▶ _Task_:
In the listing below, transcribe the line that contains "Where can you spot the bird" and all lines following it, ending with the last line. Add nothing.

——————

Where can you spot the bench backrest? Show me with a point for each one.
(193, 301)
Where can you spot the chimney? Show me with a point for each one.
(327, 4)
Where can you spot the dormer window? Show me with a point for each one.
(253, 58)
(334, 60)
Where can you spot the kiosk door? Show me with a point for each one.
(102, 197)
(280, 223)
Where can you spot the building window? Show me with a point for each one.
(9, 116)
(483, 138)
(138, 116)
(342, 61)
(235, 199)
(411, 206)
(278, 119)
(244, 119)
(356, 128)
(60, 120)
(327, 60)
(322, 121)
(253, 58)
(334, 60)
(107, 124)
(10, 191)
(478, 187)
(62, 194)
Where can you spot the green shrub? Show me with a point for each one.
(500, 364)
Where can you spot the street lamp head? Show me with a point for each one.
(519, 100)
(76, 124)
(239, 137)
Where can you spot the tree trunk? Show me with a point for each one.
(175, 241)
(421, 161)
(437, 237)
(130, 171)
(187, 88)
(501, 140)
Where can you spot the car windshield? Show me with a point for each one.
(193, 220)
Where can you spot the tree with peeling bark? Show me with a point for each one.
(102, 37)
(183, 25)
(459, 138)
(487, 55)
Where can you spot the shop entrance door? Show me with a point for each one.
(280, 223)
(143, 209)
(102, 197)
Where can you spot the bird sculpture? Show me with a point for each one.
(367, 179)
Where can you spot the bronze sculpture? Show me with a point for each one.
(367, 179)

——————

▶ _Solution for this exercise_:
Where can you spot the bird sculpture? Show me with a point for each one.
(367, 179)
Where can you spot the bronze sculpture? Show me with a point for each one.
(367, 179)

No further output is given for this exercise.